In the listing below, starting with the line containing "Question. Identify every instance of the beige" and going on through the end of the listing, replace "concrete" with "stone" and write those lines out again with nothing else changed.

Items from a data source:
## start

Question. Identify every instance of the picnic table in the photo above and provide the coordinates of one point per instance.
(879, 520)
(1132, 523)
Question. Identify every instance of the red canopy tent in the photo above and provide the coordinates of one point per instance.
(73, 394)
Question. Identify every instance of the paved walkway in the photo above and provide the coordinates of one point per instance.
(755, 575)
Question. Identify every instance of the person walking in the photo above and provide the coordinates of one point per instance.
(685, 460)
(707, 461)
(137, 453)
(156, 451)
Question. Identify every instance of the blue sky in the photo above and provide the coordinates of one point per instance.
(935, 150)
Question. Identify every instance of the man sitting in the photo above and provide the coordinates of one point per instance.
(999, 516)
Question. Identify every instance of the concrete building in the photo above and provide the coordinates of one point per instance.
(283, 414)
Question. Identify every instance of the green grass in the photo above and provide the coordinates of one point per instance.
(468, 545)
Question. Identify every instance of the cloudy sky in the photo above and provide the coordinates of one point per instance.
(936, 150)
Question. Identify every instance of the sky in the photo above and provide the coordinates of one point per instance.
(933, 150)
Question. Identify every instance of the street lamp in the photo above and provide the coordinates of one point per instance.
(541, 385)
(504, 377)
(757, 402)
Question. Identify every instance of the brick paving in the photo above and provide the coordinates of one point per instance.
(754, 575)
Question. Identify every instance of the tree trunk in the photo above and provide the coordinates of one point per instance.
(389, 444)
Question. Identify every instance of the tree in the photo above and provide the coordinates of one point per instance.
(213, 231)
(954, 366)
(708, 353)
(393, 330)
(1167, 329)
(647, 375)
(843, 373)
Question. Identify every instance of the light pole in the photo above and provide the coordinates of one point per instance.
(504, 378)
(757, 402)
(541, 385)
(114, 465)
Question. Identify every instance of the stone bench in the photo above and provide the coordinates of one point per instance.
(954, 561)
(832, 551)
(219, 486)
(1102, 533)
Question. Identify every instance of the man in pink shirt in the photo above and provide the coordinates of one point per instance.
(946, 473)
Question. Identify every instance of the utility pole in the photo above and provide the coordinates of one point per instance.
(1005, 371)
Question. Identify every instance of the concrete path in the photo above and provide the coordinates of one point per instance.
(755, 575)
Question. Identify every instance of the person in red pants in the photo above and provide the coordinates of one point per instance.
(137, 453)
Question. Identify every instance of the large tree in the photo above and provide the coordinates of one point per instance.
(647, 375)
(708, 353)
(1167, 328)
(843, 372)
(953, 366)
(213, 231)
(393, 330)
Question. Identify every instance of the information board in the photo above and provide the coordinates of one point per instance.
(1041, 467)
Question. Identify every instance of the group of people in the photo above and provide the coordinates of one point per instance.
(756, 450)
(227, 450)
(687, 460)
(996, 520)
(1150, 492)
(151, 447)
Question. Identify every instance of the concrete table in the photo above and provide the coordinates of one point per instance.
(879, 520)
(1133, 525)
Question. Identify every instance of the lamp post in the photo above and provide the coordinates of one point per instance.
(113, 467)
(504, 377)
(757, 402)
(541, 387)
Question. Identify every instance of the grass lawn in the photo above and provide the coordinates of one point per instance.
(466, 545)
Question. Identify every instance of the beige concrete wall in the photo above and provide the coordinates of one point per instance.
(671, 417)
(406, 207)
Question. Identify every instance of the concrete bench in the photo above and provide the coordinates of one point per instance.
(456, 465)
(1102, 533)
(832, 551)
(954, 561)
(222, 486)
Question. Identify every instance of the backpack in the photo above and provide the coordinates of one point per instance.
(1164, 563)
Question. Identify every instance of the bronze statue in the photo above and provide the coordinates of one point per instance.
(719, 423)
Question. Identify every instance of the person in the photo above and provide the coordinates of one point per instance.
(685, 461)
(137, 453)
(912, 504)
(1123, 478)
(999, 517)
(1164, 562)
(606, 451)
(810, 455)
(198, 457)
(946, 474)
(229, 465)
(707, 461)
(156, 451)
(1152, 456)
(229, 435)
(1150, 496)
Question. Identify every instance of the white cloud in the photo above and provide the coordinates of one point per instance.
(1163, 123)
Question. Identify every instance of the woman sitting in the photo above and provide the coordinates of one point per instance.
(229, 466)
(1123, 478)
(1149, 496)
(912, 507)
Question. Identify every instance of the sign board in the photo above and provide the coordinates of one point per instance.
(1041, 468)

## end

Solution →
Question. Identify every instance of the beige stone wall in the photo above and provide the coordinates of one point per instance.
(671, 417)
(406, 207)
Question. Identify every instance of the stone bench in the photo above and provide the coordinates of one point per instance.
(456, 465)
(1102, 533)
(832, 551)
(954, 561)
(222, 486)
Question. Identify every instance of the backpack in the photo above and provide the coordinates of one point per instance.
(1164, 563)
Question. Identify every instance of the bronze statue in the photo above and provide the coordinates of one point per instance.
(719, 423)
Question. Identify every instance of the person in the photo above and provide the coordinates of one point per instance.
(685, 461)
(137, 453)
(912, 504)
(1123, 478)
(999, 517)
(1164, 562)
(606, 451)
(810, 455)
(198, 457)
(946, 474)
(229, 465)
(707, 461)
(156, 451)
(1152, 456)
(229, 435)
(1150, 496)
Question. Identify every instance of the white cloud in the photo above and provide the coordinates of one point per instance.
(1163, 123)
Question. Identify every instance of the woman sitting in the photo above and provide the coordinates of one point per instance.
(229, 466)
(1123, 478)
(1149, 496)
(912, 507)
Question. Identify every instance of the sign board in the photo above and provide the coordinates of one point per instance.
(1041, 468)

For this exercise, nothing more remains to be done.